[Records for processing]
"""

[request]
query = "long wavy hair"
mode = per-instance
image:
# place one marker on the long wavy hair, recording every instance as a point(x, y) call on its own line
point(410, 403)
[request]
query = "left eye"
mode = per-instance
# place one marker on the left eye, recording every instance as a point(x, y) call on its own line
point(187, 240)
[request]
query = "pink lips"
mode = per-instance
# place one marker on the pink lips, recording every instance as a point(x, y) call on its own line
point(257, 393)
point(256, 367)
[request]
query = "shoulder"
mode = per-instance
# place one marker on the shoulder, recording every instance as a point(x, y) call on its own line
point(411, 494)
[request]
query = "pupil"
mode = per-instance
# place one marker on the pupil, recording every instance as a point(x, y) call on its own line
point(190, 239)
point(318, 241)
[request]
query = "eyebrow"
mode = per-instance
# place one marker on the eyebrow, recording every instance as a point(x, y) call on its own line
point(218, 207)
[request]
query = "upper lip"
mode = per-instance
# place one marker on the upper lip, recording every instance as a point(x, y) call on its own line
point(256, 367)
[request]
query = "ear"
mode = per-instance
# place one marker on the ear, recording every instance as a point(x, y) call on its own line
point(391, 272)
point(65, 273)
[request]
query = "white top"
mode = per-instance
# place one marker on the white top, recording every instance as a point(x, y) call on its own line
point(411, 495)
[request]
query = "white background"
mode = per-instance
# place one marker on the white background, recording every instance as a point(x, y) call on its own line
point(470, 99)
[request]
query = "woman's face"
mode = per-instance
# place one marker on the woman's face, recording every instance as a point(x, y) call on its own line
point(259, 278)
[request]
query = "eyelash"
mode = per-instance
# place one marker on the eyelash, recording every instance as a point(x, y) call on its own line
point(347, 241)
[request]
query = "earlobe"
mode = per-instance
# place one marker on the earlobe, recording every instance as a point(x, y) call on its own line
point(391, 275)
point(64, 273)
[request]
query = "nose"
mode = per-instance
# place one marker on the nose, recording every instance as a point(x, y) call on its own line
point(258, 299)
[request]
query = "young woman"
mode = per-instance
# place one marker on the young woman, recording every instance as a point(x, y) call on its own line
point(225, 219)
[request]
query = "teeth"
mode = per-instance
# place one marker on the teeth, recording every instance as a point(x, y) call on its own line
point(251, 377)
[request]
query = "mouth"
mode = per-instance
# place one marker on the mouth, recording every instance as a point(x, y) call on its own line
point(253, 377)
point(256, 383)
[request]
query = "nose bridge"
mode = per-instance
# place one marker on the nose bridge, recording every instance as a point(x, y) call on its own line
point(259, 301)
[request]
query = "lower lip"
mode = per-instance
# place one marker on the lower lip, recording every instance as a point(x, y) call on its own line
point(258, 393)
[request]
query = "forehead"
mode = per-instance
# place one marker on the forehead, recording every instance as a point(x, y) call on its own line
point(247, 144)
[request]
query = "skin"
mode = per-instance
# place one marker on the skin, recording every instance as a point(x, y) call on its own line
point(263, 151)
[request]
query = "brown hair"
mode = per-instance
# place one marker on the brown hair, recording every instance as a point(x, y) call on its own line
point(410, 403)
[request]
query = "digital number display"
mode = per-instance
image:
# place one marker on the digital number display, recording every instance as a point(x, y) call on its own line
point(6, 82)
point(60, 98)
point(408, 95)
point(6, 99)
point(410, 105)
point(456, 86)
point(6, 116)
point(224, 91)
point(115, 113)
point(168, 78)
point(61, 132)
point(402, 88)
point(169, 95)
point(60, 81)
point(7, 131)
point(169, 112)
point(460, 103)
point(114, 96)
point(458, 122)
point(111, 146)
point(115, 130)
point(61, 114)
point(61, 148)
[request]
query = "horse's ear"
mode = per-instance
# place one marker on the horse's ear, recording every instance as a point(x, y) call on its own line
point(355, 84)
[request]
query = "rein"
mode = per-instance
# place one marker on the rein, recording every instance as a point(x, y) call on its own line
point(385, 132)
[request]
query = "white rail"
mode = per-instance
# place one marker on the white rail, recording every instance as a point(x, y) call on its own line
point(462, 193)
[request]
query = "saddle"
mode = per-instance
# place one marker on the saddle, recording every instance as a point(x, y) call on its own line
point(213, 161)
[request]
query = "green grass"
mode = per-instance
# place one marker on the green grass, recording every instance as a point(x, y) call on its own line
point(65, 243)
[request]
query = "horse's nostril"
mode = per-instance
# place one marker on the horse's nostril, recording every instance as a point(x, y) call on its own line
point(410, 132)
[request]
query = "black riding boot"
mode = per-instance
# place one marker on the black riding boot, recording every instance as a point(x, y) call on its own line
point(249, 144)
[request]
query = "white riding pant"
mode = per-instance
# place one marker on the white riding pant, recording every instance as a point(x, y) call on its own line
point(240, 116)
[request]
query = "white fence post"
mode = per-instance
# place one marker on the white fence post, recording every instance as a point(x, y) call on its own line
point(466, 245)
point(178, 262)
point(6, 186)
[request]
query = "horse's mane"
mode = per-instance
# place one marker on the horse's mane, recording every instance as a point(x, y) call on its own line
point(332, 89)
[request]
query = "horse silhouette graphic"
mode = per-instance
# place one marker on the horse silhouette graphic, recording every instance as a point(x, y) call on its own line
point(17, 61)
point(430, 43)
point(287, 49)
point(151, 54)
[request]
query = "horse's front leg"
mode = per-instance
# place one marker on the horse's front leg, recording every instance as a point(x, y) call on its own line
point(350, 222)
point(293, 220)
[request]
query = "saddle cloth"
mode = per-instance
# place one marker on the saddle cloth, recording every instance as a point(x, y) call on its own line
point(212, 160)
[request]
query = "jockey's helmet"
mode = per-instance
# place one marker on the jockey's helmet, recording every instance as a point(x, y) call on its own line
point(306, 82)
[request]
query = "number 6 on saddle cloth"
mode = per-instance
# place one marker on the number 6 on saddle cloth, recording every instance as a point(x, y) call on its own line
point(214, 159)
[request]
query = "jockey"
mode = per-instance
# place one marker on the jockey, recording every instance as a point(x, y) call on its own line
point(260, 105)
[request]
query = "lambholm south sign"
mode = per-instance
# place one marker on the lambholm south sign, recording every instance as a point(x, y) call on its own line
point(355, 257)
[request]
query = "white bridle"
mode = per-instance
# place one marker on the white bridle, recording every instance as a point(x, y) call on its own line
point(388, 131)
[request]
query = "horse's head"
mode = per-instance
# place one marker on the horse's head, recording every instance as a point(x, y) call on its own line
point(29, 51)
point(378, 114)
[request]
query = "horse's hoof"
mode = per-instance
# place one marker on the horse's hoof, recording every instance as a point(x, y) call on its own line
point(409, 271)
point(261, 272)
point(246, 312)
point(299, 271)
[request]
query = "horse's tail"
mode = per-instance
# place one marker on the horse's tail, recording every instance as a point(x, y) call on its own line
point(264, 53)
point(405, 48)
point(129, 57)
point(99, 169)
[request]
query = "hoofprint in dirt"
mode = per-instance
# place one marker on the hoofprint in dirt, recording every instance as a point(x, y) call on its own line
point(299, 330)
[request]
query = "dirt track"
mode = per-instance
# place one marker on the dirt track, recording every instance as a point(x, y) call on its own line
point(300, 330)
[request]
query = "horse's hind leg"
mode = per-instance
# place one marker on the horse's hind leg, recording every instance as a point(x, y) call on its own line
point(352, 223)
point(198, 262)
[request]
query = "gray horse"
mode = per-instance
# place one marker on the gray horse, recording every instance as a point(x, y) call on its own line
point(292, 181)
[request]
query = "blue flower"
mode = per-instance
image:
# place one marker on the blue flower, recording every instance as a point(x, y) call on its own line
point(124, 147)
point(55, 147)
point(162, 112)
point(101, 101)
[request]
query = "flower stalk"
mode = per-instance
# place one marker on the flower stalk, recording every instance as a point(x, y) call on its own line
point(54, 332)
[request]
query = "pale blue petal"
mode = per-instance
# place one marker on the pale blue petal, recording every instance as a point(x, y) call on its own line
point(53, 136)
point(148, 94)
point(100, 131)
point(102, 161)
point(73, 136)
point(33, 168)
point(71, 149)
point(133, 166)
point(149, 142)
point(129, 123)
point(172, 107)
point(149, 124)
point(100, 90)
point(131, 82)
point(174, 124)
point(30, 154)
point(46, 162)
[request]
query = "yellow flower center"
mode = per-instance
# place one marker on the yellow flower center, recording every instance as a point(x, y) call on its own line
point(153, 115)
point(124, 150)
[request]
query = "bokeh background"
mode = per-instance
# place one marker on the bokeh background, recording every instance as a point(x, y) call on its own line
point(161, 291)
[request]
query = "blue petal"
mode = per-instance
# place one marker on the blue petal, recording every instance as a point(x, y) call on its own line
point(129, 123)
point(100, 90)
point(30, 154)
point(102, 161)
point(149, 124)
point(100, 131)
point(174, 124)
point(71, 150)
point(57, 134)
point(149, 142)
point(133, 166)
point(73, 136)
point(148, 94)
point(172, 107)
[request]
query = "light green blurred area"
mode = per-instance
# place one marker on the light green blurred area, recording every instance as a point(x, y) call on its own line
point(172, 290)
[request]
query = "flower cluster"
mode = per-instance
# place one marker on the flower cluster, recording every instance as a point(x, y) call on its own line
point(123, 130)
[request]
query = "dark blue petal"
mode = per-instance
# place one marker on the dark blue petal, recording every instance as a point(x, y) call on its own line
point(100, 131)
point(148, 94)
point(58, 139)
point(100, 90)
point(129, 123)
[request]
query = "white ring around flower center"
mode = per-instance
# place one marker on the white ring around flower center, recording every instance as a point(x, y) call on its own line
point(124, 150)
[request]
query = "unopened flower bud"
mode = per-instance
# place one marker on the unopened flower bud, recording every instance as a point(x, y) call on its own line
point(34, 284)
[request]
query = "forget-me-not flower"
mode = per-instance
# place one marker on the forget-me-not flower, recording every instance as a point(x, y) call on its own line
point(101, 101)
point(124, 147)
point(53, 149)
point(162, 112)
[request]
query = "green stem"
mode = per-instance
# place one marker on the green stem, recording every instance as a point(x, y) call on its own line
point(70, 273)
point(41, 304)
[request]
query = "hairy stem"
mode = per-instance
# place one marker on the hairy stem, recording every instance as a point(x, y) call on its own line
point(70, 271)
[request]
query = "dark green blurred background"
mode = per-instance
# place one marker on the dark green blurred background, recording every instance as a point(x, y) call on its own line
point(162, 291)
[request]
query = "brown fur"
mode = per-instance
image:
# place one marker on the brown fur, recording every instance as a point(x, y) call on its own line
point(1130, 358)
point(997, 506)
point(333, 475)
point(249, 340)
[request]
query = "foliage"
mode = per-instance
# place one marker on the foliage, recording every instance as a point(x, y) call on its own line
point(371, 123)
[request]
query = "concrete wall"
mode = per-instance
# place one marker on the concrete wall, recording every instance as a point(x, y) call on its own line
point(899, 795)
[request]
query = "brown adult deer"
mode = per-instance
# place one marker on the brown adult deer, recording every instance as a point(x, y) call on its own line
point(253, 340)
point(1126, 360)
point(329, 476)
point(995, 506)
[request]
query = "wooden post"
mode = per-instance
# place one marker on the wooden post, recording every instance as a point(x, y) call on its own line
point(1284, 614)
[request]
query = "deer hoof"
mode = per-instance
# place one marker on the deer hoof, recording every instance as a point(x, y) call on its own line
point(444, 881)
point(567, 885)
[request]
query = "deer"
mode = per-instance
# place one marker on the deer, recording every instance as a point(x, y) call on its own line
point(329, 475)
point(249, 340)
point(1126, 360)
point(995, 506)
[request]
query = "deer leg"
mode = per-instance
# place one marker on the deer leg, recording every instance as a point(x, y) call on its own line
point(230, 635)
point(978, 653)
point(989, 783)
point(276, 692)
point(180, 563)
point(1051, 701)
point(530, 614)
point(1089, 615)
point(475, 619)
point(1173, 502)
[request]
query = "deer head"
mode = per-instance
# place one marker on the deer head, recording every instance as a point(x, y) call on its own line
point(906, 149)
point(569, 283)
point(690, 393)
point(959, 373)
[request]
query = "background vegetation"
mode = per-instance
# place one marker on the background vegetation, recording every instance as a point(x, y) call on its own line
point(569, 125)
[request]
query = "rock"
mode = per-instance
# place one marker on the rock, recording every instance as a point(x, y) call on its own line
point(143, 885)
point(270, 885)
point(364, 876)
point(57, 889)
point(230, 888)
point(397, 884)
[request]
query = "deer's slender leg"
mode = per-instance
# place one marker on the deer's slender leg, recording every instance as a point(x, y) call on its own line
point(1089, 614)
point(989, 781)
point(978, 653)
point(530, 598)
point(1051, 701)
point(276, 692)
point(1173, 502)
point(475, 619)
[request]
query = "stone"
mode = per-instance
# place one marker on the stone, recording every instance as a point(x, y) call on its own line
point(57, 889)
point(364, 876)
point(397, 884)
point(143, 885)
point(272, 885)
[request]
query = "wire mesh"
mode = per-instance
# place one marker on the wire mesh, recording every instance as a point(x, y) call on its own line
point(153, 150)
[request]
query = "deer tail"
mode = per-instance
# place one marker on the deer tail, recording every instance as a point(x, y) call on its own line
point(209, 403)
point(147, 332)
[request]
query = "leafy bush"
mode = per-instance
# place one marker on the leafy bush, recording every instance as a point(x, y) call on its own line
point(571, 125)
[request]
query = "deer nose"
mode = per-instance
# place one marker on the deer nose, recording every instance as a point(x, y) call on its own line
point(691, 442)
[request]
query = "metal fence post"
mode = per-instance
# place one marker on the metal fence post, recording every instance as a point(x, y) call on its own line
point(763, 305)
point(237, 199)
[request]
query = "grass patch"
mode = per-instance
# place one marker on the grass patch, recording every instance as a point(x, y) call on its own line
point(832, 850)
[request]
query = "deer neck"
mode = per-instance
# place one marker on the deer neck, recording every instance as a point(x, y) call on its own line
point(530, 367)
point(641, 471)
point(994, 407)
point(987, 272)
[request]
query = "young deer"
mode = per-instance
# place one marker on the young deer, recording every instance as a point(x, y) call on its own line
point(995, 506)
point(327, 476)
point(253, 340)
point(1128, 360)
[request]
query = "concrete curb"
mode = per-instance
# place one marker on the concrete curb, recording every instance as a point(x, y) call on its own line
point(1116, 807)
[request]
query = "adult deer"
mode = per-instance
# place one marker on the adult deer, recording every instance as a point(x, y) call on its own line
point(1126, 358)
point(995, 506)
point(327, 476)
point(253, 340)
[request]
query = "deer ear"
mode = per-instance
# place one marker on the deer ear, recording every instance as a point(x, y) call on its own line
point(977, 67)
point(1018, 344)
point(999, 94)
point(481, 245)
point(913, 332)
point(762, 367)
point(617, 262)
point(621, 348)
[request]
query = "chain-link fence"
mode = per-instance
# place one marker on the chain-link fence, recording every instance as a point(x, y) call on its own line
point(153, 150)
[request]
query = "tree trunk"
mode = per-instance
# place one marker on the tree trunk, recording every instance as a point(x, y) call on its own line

"""

[Directions for this task]
Rewrite the stretch from the start of the records through the line containing "point(411, 494)", swapping "marker" for "dot" and changing nothing else.

[Solution to this problem]
[request]
query = "long wavy hair"
mode = per-instance
image:
# place one dot on the long wavy hair, recording every instance as a point(x, y) call on its own line
point(410, 403)
[request]
query = "left eye"
mode = per-instance
# place one dot on the left eye, recording every instance as a point(x, y) call on its own line
point(187, 240)
[request]
query = "pink lips"
mode = per-instance
# place one dot on the pink lips, recording every instance as a point(x, y) call on its own line
point(257, 393)
point(256, 367)
[request]
query = "shoulder"
mode = per-instance
# place one dot on the shoulder, recording every instance as a point(x, y) call on its own line
point(411, 494)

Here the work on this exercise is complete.